▶ **Assignment**
Write out all the material verbatim, line by line.
[[ Input open ]]
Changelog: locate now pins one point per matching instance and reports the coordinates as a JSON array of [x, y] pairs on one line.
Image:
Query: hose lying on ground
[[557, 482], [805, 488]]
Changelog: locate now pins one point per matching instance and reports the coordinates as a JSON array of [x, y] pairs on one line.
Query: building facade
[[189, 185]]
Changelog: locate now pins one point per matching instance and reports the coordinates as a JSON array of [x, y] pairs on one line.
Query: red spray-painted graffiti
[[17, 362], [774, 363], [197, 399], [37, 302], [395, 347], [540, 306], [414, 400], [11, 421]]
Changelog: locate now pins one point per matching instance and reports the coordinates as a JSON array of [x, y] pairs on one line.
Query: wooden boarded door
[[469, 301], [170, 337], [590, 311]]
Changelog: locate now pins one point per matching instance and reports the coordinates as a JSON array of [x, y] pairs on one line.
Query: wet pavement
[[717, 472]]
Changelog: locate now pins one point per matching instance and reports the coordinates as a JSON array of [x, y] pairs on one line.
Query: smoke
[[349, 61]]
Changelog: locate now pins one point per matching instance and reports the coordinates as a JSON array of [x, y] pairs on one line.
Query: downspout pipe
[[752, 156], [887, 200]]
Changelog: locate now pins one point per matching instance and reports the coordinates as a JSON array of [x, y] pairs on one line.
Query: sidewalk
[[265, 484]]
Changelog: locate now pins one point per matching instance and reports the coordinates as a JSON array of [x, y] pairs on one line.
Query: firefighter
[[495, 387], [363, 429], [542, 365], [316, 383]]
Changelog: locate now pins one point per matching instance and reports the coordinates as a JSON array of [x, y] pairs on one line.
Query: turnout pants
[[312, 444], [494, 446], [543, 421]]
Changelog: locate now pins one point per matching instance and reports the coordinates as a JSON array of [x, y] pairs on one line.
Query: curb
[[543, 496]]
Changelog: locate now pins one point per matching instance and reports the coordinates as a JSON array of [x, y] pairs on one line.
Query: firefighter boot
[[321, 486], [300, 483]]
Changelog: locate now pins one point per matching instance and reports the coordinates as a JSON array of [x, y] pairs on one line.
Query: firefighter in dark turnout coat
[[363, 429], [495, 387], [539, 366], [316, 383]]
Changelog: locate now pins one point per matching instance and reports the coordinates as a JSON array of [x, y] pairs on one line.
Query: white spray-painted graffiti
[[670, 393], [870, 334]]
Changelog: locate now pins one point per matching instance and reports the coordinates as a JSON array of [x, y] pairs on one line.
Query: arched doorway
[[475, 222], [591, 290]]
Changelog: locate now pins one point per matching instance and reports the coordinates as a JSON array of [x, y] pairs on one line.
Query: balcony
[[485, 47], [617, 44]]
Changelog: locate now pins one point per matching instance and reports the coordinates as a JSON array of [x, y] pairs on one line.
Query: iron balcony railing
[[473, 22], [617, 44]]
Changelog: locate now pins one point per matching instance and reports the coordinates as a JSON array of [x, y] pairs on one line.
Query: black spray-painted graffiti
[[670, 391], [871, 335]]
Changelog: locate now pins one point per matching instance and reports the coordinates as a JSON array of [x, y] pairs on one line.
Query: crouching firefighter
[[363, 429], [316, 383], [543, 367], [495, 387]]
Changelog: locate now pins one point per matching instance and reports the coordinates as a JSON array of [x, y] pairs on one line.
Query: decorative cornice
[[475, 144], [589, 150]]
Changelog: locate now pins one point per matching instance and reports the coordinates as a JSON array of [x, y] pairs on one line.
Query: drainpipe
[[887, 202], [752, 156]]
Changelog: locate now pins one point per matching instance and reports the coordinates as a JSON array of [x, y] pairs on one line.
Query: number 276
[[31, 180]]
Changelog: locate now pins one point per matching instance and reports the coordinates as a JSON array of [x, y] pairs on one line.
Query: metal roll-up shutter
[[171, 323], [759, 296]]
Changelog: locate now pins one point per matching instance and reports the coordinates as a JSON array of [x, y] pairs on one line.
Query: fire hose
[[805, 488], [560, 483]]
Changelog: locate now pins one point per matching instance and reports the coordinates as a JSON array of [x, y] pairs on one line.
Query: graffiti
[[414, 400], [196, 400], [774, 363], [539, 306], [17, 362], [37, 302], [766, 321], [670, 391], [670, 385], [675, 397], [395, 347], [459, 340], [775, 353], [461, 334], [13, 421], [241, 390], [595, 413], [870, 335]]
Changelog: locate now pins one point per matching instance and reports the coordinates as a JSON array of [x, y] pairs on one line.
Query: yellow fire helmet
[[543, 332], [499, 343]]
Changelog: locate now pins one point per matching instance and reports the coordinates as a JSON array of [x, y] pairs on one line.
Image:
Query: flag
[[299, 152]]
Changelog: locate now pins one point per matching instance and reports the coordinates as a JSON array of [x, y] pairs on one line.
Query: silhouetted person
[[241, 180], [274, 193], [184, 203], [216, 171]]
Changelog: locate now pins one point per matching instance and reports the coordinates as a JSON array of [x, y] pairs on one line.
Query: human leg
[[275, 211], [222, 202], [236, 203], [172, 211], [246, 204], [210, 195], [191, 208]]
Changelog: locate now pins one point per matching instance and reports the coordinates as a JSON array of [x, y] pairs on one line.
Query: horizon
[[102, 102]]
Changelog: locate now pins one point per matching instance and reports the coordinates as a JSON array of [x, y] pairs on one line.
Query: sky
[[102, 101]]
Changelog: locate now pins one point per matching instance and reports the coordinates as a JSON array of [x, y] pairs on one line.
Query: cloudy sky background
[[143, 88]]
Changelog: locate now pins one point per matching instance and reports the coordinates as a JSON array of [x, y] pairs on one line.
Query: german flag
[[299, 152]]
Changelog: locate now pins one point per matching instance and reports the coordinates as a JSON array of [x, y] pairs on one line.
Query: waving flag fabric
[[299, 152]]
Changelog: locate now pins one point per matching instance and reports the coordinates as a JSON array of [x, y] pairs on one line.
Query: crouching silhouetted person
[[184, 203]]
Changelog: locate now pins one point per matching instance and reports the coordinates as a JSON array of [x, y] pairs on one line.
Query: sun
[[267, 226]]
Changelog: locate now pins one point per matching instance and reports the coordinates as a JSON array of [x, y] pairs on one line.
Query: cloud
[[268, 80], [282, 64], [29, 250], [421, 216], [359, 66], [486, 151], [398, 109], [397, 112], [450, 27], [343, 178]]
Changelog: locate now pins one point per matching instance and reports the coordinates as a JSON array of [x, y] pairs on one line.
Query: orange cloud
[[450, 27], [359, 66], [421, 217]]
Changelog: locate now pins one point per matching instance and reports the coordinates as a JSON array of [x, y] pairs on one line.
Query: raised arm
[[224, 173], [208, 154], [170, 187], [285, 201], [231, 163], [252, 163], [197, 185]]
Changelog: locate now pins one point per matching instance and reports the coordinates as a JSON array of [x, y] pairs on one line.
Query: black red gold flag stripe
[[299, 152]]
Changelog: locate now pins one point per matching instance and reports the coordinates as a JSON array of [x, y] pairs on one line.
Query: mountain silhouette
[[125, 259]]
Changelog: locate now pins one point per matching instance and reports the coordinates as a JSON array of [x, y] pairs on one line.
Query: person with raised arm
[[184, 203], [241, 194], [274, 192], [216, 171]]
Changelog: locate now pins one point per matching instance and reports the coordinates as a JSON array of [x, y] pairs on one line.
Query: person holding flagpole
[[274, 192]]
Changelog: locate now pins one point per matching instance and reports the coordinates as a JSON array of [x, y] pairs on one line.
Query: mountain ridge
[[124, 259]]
[[ Input closed ]]
▶ **Result of this task**
Changelog: locate now pins one point per matching instance and reports the coordinates as a JSON array of [x, y] pairs on one line.
Image:
Query: hose lying on ground
[[557, 482], [805, 488]]
Changelog: locate now pins one point per matching instance and reports the coordinates as a JSON array of [x, y] pairs on one line.
Query: building facade
[[189, 185]]
Changelog: locate now pins one point per matching instance and reports the coordinates as a JSON array of [x, y] pairs on one line.
Query: red spray-painted graffiti
[[17, 362], [774, 363], [197, 399], [37, 302], [395, 347], [540, 306], [414, 400], [11, 421]]
Changelog: locate now pins one point per matching instance and reports the coordinates as a JSON array of [x, y] pairs on one line.
Query: wooden boarded door
[[469, 301], [170, 337], [590, 311]]
Changelog: locate now pins one point per matching instance and reports the coordinates as a JSON array of [x, y] pairs on one line.
Query: wet pavement
[[717, 472]]
Changelog: locate now pins one point per matching instance and reports the coordinates as a JSON array of [x, y] pairs on one line.
Query: smoke
[[349, 61]]
Changelog: locate now pins one point per matching instance and reports the coordinates as a JSON array of [x, y] pairs on one line.
Query: downspout pipe
[[752, 156], [887, 200]]
Changelog: locate now pins one point per matching instance and reports the coordinates as a JSON array of [x, y] pairs on one line.
Query: sidewalk
[[265, 484]]
Changelog: locate now pins one point per matching instance and reports the coordinates as a JSON array of [x, y] pairs on one line.
Query: firefighter
[[495, 387], [363, 429], [542, 365], [316, 383]]
Changelog: locate now pins one point per matching instance and reports the coordinates as a JSON array of [x, y] pairs on one line.
Query: turnout pants
[[312, 444], [494, 446], [543, 421]]
Changelog: locate now pins one point per matching instance and reports the coordinates as a JSON array of [x, y] pairs on one line.
Query: curb
[[543, 496]]
Changelog: locate now pins one point per matching instance and reports the coordinates as a JSON array of [x, y] pairs on one line.
Query: firefighter boot
[[321, 486], [300, 483]]
Changelog: locate now pins one point per matching instance and reports the coordinates as a JSON array of [x, y] pairs on one line.
Query: firefighter in dark turnout coat
[[363, 429], [495, 387], [539, 366], [316, 383]]
Changelog: locate now pins one point per matching instance and reports the coordinates as a JSON array of [x, y] pairs on one line.
Query: white spray-painted graffiti
[[670, 393], [870, 334]]
Changelog: locate now pins one point per matching instance and reports the coordinates as a JSON array of [x, y] pairs on one line.
Query: arched doorway
[[475, 222], [591, 290]]
Changelog: locate now pins one point per matching instance and reports the coordinates as a JSON array of [x, y] pairs on one line.
Query: balcony
[[485, 47], [617, 44]]
Changelog: locate now pins one point per matching instance and reports the coordinates as a JSON array of [x, y] pairs on one line.
Query: iron balcony railing
[[473, 22], [617, 44]]
Changelog: locate now pins one point per matching instance and reports the coordinates as a JSON array of [x, y] pairs on one line.
Query: black spray-painted graffiti
[[670, 391], [871, 335]]
Changelog: locate now pins one point per matching instance and reports the coordinates as a JSON array of [x, y] pairs on one line.
Query: crouching firefighter
[[363, 429], [316, 383], [543, 367], [495, 387]]
Changelog: locate now pins one point per matching instance and reports the coordinates as a JSON array of [x, y] pairs on one line.
Query: decorative cornice
[[475, 144], [589, 150]]
Changelog: locate now pins one point per matching instance and reports the coordinates as a JSON array of [x, y] pairs on one line.
Query: drainpipe
[[887, 202], [752, 156]]
Changelog: locate now pins one point per matching instance and reports the coordinates as a JSON array of [x, y] pairs on one line.
Query: number 276
[[31, 180]]
Changelog: locate now pins one point per matching instance and reports the coordinates as a JSON array of [x, y] pairs on one line.
Query: metal roll-up shutter
[[171, 323], [759, 296]]
Changelog: locate now pins one point per matching instance and reports the coordinates as a JSON array of [x, y] pairs on one line.
Query: fire hose
[[805, 488], [560, 483]]
Changelog: locate now pins one point per matching instance and reports the coordinates as a JSON array of [x, y] pairs on one line.
Query: graffiti
[[414, 400], [196, 400], [774, 363], [539, 306], [17, 362], [37, 302], [766, 321], [670, 391], [670, 385], [675, 397], [395, 347], [459, 340], [775, 353], [461, 334], [13, 421], [241, 390], [595, 413], [870, 335]]
Changelog: locate now pins one point per matching instance and reports the coordinates as a JSON array of [x, y] pairs on one line.
Query: yellow fire helmet
[[543, 332], [499, 343]]
Changelog: locate now pins one point per matching instance and reports the coordinates as a JSON array of [x, y] pairs on one line.
Image:
Query: flag
[[299, 152]]
Changelog: locate now pins one point per matching instance and reports the coordinates as a JSON array of [x, y] pairs on one line.
Query: silhouetted person
[[241, 180], [274, 193], [184, 203], [216, 171]]
Changelog: locate now pins one point per matching instance and reports the coordinates as a JSON array of [x, y] pairs on one line.
Query: human leg
[[275, 211], [222, 202], [236, 203], [172, 211], [246, 204], [210, 195], [191, 208]]
Changelog: locate now pins one point per matching instance and reports the coordinates as a JSON array of [x, y] pairs on one line.
Query: horizon
[[102, 102]]
Changelog: locate now pins one point per matching instance and reports the coordinates as a JSON array of [x, y] pairs on one line.
Query: sky
[[102, 101]]
Changelog: locate now pins one point per matching instance and reports the coordinates as a JSON array of [x, y] pairs on one line.
Query: cloudy sky background
[[143, 88]]
Changelog: locate now pins one point per matching instance and reports the coordinates as a JSON array of [x, y] pairs on one line.
Query: german flag
[[299, 152]]
Changelog: locate now pins one point per matching instance and reports the coordinates as a JSON array of [x, y] pairs on one line.
Query: waving flag fabric
[[299, 152]]
Changelog: locate now pins one point per matching instance and reports the coordinates as a JSON array of [x, y] pairs on one line.
Query: crouching silhouetted person
[[184, 203]]
Changelog: locate now pins one point per matching instance and reports the coordinates as a JSON array of [x, y] pairs on one line.
Query: sun
[[267, 226]]
Changelog: locate now pins one point per matching instance and reports the coordinates as a JSON array of [x, y] pairs on one line.
Query: cloud
[[268, 80], [282, 64], [29, 250], [421, 216], [359, 66], [486, 151], [398, 109], [397, 112], [450, 27], [343, 178]]
Changelog: locate now pins one point per matching instance and reports the coordinates as a JSON array of [x, y] pairs on one line.
Query: orange cloud
[[450, 27], [359, 66], [421, 217]]
Changelog: locate now pins one point per matching instance and reports the coordinates as a JSON array of [x, y] pairs on one line.
Query: raised arm
[[224, 173], [208, 154], [170, 187], [285, 201], [231, 163], [252, 163], [197, 185]]
Changelog: locate now pins one point per matching instance and reports the coordinates as a JSON array of [x, y] pairs on one line.
Query: black red gold flag stripe
[[299, 152]]
Changelog: locate now pins one point per matching instance and reports the coordinates as a JSON array of [x, y] pairs on one line.
Query: mountain silhouette
[[125, 259]]
Changelog: locate now pins one point per matching instance and reports the coordinates as a JSON array of [x, y] pairs on one line.
Query: person with raised arm
[[184, 203], [241, 194], [274, 192], [216, 171]]
Changelog: locate now pins one point per matching instance and reports the coordinates as a JSON array of [x, y] pairs on one line.
Query: person holding flagpole
[[274, 192]]
Changelog: locate now pins one point per matching instance and reports the coordinates as a JSON array of [x, y] pairs on one line.
Query: mountain ridge
[[124, 259]]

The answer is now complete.